- 課題: 土浦の雛まつりを巡る文章を三文に要約する。

- 本文抜粋:
# # # #
箕輪のご主人が言うには、雛人形の主流が八段飾りから内裏雛に移行した時代に、八段に見劣りしないように大きく作られたとのこと。保存や出し入れにずいぶん苦労しているそうだ
人形を2階の住居から1階の店舗へ運ぶのが大変で、業務用エレベーターにも入らない大きさらしい
駅から箕輪名産店までは290m4分の距離だが、土浦へ着いてから一時間が過ぎていた。ふるまい豚汁の時間だ。会場へ急ぐ
今日は豚汁の日
道に迷った
タッチの違うレトロ看板を持つ美容室
⑥「まちかど蔵 野村」
なんとか間に合い、豚汁を頂いた。具にさつま芋が入っていて、さすが干し芋で有名な茨城県だと思った。あとでスタッフに告げると、家庭では普通入れないらしい
手作りのたぬきの人形が並ぶ
隣の雛まつり番所では甘酒も頂いた。麹の粒がフワッモチッとして美味しかった。番所は交通安全の施設だから、酒粕を使用しない甘酒を提供している
ここで蓮根人形を見ることができた
「霞蓮雛人形」。名の通りれんこんの花や葉でできている。茶色い
重陽の節句も何か人形を飾ってお祝いしようと、特産のれんこんを使って生まれたそうだ
タニシを使った人形もあった。背中を丸くそろえて整然と並ぶ姿がたまらなく可愛い
〝「かすみ人形」〜愛好家の創意工夫により現在のような姿になりました〜ロマンただよう素朴な姿は、ふる里の情趣をそこはかとなく感じさせてなつかしく思われます〜〟
れんこんやタニシやら、細工人形の吉浜を彷彿する
番所のマダムが⑦「まちかど蔵 大徳」を案内してくれた。大徳は現在も続く呉服屋で、150年以上前に建てられた蔵は町の観光施設となっている
昔の着物裏地入れがかっこいい
大徳には人形がたくさん飾ってあった
マダムはあるお宅の雛人形を、町が引き取ることを断った、という話をしてくれた。先に箕輪の主人から、カビや虫食いから守り人形を保管する難しさを聞いていたので、大変さが伝わった
吊るし飾り以外にも手作りがたくさんある
ここまで見て来て、土浦の雛まつりは手作りが目立つなと思った
〝あなたは作るの?〟マダムからと、お茶のせこ沢さんからも尋ねられていた (作りません)
# # # #
- 提供データ:

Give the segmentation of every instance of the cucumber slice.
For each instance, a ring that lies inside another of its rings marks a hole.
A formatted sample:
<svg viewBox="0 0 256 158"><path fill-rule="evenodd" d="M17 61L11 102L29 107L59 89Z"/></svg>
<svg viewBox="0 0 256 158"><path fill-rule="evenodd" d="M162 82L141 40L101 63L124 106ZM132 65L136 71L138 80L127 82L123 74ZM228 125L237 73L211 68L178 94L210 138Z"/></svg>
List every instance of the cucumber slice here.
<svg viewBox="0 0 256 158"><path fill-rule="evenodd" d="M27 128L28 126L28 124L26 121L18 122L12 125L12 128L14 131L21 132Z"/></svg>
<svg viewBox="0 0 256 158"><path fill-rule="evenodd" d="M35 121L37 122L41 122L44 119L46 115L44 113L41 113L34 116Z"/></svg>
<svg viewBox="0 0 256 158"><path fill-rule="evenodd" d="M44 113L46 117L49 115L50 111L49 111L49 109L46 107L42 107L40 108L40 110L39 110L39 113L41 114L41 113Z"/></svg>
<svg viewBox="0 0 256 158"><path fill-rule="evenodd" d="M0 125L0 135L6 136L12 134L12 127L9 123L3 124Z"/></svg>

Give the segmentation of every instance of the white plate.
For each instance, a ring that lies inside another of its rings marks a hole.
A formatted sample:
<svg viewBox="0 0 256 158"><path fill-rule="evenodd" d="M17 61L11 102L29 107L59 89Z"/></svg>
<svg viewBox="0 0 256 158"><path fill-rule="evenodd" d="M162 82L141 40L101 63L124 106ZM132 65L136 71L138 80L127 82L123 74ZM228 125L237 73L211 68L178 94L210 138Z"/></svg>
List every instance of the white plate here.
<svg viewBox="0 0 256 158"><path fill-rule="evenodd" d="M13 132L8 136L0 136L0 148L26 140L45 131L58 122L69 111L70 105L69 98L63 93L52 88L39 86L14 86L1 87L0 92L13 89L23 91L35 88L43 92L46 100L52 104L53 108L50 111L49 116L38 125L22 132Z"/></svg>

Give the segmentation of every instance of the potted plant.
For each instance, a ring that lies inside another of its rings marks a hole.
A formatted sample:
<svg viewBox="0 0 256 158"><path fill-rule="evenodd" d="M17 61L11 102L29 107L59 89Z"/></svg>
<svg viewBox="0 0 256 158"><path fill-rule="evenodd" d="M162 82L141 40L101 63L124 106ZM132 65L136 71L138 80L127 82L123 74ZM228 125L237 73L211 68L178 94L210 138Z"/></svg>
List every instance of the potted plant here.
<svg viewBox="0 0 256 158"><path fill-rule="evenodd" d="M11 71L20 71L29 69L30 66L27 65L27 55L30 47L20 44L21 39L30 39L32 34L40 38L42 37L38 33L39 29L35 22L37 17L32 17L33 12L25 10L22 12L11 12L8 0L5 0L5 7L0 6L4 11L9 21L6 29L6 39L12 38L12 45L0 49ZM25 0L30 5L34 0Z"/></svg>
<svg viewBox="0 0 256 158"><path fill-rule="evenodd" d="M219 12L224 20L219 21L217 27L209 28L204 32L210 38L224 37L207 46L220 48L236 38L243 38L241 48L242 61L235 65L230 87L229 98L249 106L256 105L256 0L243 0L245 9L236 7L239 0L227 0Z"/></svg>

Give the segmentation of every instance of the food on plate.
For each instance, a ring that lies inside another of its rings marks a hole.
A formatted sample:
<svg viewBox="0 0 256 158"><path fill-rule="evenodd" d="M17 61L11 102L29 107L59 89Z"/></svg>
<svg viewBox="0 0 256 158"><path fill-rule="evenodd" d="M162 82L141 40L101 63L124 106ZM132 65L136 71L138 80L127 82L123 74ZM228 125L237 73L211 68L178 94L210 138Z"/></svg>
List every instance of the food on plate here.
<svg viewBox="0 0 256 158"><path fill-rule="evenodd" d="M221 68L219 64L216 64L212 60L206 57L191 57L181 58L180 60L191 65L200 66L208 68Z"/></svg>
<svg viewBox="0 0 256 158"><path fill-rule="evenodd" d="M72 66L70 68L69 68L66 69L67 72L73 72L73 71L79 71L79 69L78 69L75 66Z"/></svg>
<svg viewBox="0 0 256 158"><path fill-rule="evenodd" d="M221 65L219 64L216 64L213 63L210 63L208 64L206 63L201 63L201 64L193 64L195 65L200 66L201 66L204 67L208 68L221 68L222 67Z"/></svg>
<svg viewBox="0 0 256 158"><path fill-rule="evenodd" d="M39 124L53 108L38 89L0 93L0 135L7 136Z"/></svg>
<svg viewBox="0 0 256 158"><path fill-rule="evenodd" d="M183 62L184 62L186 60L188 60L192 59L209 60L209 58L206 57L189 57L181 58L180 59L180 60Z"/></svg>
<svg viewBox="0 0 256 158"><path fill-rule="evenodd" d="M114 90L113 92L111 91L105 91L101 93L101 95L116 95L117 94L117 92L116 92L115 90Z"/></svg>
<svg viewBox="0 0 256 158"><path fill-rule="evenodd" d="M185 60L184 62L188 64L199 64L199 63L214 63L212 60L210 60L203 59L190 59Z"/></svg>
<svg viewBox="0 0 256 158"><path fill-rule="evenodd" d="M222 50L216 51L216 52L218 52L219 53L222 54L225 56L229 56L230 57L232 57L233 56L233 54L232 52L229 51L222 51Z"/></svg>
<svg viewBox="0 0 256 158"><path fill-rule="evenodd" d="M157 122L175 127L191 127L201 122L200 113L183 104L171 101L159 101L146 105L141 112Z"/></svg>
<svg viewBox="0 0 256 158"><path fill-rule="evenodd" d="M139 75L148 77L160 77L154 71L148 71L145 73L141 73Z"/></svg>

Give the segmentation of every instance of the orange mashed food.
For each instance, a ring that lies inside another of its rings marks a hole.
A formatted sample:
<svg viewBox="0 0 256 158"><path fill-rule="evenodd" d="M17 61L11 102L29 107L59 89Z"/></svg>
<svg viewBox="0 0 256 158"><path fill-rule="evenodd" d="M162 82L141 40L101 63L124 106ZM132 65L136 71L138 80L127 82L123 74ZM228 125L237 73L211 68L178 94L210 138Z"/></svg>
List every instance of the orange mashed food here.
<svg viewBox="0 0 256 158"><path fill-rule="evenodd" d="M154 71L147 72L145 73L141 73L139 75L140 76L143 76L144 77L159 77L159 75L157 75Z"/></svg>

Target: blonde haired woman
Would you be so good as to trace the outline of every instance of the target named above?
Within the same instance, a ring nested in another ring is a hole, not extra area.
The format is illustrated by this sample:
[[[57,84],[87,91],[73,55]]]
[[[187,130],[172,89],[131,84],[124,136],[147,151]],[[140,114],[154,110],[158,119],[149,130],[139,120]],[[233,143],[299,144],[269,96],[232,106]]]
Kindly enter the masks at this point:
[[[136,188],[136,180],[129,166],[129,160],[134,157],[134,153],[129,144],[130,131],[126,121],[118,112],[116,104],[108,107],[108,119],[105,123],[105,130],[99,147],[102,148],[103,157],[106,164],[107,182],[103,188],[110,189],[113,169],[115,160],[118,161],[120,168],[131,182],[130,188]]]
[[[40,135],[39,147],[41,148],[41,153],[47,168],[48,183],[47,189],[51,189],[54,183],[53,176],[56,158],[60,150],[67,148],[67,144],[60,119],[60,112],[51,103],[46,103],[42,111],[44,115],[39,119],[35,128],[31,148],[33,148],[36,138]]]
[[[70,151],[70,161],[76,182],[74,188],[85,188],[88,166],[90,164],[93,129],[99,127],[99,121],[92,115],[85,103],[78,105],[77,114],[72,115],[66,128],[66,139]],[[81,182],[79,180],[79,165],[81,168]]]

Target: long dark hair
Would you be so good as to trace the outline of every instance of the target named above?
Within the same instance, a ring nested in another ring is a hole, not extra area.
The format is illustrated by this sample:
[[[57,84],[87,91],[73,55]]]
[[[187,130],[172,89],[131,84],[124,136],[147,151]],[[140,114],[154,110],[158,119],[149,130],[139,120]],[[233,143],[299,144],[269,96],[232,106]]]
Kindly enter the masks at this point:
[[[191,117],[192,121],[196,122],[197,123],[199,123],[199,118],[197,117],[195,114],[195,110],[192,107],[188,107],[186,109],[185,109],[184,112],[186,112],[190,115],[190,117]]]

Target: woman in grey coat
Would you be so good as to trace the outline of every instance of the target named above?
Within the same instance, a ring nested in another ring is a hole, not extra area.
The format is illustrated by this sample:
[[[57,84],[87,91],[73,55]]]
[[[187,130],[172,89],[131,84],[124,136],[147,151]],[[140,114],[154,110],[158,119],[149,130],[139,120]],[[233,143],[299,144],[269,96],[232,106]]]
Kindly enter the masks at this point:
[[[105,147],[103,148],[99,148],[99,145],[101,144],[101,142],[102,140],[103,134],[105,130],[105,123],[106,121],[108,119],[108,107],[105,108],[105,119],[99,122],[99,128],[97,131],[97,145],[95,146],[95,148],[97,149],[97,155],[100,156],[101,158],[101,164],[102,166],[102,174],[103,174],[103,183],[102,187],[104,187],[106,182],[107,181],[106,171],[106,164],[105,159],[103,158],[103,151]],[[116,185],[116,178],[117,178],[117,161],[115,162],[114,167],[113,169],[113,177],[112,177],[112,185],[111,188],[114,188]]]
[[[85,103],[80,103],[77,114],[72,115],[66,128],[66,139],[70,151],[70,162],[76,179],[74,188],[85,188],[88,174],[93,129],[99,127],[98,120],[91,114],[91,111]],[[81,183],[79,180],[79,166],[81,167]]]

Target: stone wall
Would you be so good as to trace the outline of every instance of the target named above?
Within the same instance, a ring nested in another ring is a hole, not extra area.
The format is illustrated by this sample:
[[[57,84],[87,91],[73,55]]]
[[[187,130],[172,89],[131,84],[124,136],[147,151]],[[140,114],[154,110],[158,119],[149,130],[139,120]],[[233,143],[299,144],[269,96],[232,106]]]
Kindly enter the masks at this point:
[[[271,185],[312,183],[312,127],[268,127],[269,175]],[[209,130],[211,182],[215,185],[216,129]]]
# # # #
- 解答: 箕輪名産店の大きな雛人形は、雛人形の主流が八段飾りから内裏雛に移った時代に八段に見劣りしないよう作られたもので、保存や出し入れに苦労しているという。ふるまいの豚汁と雛まつり番所の甘酒を味わい、れんこんの花や葉でできた「霞蓮雛人形」やタニシを使った人形を見た。番所のマダムに案内された「まちかど蔵 大徳」にも人形がたくさん飾ってあり、土浦の雛まつりは手作りが目立つと感じた。